**Exercise aim**
Pick out each line in the records below that contains the word "black" and copy those lines.

Point labeling examples
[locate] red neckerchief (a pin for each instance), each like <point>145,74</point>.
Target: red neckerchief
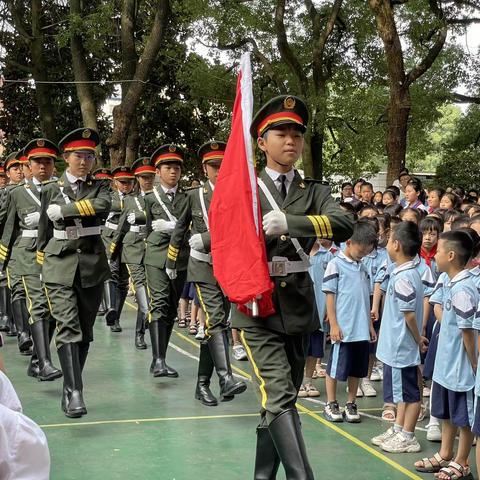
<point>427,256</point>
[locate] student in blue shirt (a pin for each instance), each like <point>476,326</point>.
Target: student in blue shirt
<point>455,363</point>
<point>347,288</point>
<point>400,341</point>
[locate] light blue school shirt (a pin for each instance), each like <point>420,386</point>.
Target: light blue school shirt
---
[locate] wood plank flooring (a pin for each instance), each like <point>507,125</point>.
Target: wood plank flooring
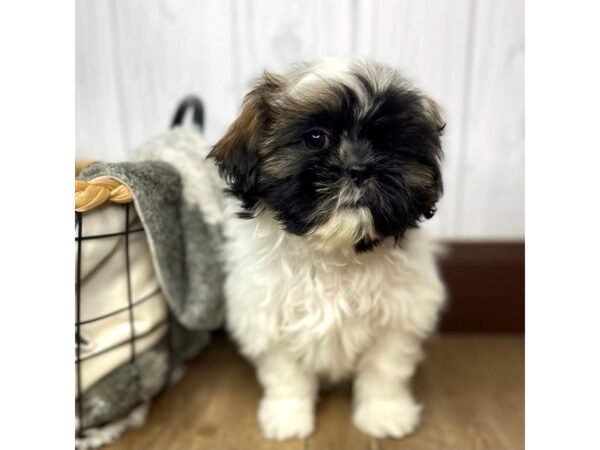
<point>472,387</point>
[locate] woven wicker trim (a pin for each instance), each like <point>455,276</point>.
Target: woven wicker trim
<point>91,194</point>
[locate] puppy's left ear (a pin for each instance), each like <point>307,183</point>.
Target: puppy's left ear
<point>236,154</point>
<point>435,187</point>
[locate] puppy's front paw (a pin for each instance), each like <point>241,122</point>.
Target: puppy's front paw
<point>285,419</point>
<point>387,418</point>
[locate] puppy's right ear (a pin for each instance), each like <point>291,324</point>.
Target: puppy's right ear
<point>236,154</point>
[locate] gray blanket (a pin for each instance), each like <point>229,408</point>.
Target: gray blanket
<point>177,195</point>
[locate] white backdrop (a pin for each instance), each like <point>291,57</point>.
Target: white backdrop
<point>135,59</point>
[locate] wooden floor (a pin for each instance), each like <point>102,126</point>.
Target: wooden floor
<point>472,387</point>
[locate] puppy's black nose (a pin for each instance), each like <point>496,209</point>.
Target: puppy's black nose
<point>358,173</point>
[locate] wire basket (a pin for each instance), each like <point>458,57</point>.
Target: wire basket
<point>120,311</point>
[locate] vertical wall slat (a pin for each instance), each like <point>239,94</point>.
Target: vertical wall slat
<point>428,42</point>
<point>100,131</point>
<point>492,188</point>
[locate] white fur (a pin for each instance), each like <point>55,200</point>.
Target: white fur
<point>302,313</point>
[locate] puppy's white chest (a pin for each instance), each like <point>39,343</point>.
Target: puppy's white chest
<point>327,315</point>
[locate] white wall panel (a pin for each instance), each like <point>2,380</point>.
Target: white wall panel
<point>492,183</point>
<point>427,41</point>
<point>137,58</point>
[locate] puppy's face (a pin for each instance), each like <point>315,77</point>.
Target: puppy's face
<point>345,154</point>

**Finished task**
[locate] puppy's black nose (a pin for each instance), each like <point>496,209</point>.
Target: puppy's black nose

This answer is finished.